Set task: Copy the records below exactly, from the line containing "of the horizontal" through the last line, and leave out every picture.

================

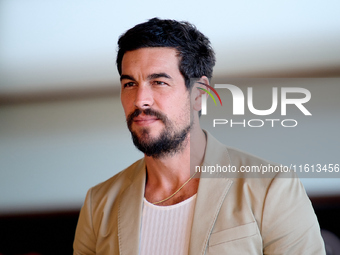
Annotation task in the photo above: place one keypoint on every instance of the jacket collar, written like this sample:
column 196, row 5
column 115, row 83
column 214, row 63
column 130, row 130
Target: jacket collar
column 130, row 211
column 212, row 191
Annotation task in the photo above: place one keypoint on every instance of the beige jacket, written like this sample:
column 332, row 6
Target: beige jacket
column 232, row 215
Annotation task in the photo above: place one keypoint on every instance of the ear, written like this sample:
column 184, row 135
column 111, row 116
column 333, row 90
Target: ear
column 196, row 93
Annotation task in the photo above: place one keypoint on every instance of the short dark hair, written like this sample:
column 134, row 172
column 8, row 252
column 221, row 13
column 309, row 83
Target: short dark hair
column 197, row 58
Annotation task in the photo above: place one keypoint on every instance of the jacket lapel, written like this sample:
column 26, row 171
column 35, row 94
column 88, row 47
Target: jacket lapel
column 211, row 193
column 130, row 212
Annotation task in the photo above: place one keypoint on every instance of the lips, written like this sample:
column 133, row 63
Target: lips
column 144, row 120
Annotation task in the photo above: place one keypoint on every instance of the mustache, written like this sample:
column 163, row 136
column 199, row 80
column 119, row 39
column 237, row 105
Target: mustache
column 149, row 112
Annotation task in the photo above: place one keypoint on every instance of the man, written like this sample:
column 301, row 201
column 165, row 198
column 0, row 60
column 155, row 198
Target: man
column 155, row 206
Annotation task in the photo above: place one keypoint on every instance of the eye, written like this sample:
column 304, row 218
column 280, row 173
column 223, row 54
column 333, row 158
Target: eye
column 159, row 83
column 128, row 84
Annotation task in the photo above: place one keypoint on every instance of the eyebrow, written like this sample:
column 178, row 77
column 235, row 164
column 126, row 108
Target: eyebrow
column 150, row 77
column 127, row 77
column 159, row 75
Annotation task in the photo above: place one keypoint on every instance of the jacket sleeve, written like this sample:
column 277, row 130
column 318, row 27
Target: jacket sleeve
column 85, row 238
column 289, row 224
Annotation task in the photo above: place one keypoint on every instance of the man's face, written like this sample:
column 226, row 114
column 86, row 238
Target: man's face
column 155, row 100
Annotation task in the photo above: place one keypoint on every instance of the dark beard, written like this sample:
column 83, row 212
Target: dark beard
column 168, row 143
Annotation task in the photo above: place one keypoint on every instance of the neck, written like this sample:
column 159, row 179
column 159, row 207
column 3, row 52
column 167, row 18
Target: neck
column 166, row 174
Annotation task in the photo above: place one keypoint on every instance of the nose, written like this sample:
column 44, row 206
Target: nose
column 144, row 97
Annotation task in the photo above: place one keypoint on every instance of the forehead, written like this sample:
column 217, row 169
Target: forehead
column 153, row 59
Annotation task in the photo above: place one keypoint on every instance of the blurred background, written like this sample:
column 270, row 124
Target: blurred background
column 62, row 128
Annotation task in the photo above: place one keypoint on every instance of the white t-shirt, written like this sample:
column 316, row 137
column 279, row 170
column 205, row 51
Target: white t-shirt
column 166, row 229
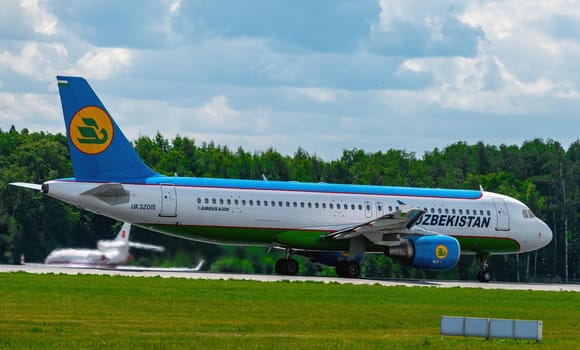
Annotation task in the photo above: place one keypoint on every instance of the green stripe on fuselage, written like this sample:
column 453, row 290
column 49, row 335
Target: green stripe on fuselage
column 496, row 245
column 299, row 239
column 310, row 239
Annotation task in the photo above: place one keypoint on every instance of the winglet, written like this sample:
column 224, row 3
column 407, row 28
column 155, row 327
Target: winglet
column 27, row 185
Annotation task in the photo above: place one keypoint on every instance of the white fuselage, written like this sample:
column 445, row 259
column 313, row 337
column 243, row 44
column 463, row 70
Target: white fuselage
column 489, row 216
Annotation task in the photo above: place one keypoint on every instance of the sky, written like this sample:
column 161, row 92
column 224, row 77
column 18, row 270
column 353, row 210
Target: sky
column 324, row 75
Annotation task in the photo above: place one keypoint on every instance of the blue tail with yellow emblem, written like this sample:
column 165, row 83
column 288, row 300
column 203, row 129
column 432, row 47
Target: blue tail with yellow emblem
column 98, row 148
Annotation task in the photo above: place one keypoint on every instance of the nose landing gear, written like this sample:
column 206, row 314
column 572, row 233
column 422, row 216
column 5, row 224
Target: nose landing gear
column 287, row 266
column 484, row 275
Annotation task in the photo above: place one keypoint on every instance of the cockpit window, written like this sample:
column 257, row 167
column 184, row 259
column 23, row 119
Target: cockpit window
column 528, row 214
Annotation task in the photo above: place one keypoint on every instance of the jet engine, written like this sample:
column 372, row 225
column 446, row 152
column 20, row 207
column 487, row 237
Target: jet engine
column 438, row 252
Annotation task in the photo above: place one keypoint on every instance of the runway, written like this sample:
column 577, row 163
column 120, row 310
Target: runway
column 46, row 269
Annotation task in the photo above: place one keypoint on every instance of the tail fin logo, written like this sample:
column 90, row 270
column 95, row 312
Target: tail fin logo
column 91, row 130
column 441, row 252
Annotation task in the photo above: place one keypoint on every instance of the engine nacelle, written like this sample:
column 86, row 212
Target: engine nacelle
column 331, row 258
column 438, row 252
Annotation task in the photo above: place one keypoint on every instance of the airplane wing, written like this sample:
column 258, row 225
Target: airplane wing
column 37, row 187
column 394, row 222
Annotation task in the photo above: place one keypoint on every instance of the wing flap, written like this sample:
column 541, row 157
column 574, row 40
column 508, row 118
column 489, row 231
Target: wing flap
column 395, row 222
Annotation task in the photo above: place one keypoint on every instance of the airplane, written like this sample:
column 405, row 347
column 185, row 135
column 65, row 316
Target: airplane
column 332, row 224
column 109, row 253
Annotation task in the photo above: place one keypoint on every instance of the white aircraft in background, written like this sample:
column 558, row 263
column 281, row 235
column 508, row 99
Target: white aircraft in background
column 108, row 253
column 329, row 223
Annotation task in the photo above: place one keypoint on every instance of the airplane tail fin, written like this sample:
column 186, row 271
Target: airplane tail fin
column 123, row 234
column 98, row 148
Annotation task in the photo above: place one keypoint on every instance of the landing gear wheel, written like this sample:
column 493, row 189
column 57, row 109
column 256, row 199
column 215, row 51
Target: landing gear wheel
column 484, row 276
column 348, row 269
column 287, row 267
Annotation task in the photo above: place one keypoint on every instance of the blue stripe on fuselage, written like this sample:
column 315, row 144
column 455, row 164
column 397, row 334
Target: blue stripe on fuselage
column 306, row 187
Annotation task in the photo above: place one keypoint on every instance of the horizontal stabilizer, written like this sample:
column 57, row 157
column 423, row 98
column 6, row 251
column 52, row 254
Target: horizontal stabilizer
column 110, row 193
column 27, row 185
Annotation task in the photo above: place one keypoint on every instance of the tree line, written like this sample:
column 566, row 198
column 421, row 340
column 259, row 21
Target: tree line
column 541, row 173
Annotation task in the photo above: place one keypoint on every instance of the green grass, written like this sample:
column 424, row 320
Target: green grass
column 87, row 311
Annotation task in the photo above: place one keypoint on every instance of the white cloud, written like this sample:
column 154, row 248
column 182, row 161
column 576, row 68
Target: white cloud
column 318, row 94
column 35, row 112
column 36, row 60
column 43, row 21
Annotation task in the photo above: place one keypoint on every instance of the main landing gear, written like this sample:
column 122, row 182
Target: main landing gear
column 484, row 275
column 287, row 265
column 348, row 269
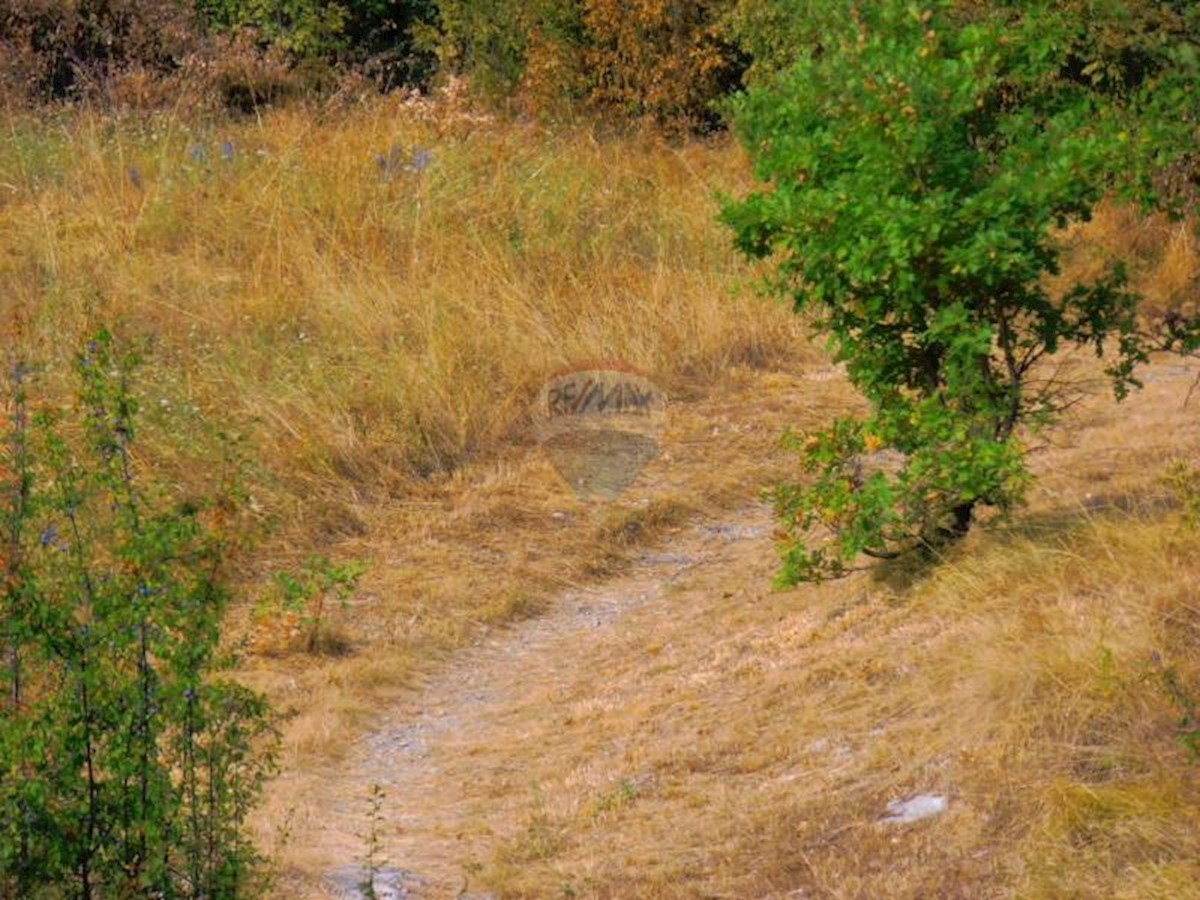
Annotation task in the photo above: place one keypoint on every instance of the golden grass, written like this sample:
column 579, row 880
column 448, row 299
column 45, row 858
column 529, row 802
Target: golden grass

================

Result of this task:
Annotation task in the photo above: place one keypoint on every instance of the horizontal stabilizer, written like this sample:
column 57, row 157
column 423, row 98
column 6, row 251
column 52, row 254
Target: horizontal stabilizer
column 110, row 193
column 27, row 185
Annotation task in the photo above: place one keypoint on every instance of the tree line, written like this sample:
column 566, row 198
column 421, row 340
column 259, row 21
Target: tree line
column 541, row 173
Annotation task in the photo above: place one keypoint on every instance of the green grass, written like this sample:
column 424, row 320
Target: green grass
column 87, row 311
Annotation task in the photo above: place one keypoint on every instance of the white cloud, written like this sample:
column 154, row 248
column 182, row 161
column 576, row 68
Target: white cloud
column 318, row 94
column 35, row 112
column 36, row 60
column 43, row 21
Annotation task in the photo above: place one keypoint on every instance of the main landing gear, written like this sample:
column 122, row 182
Target: main landing gear
column 484, row 275
column 287, row 265
column 348, row 269
Annotation task in the photo above: place one keypoint on every instance of the golden grass, written like this sample:
column 579, row 880
column 448, row 299
column 45, row 858
column 529, row 802
Target: golden grass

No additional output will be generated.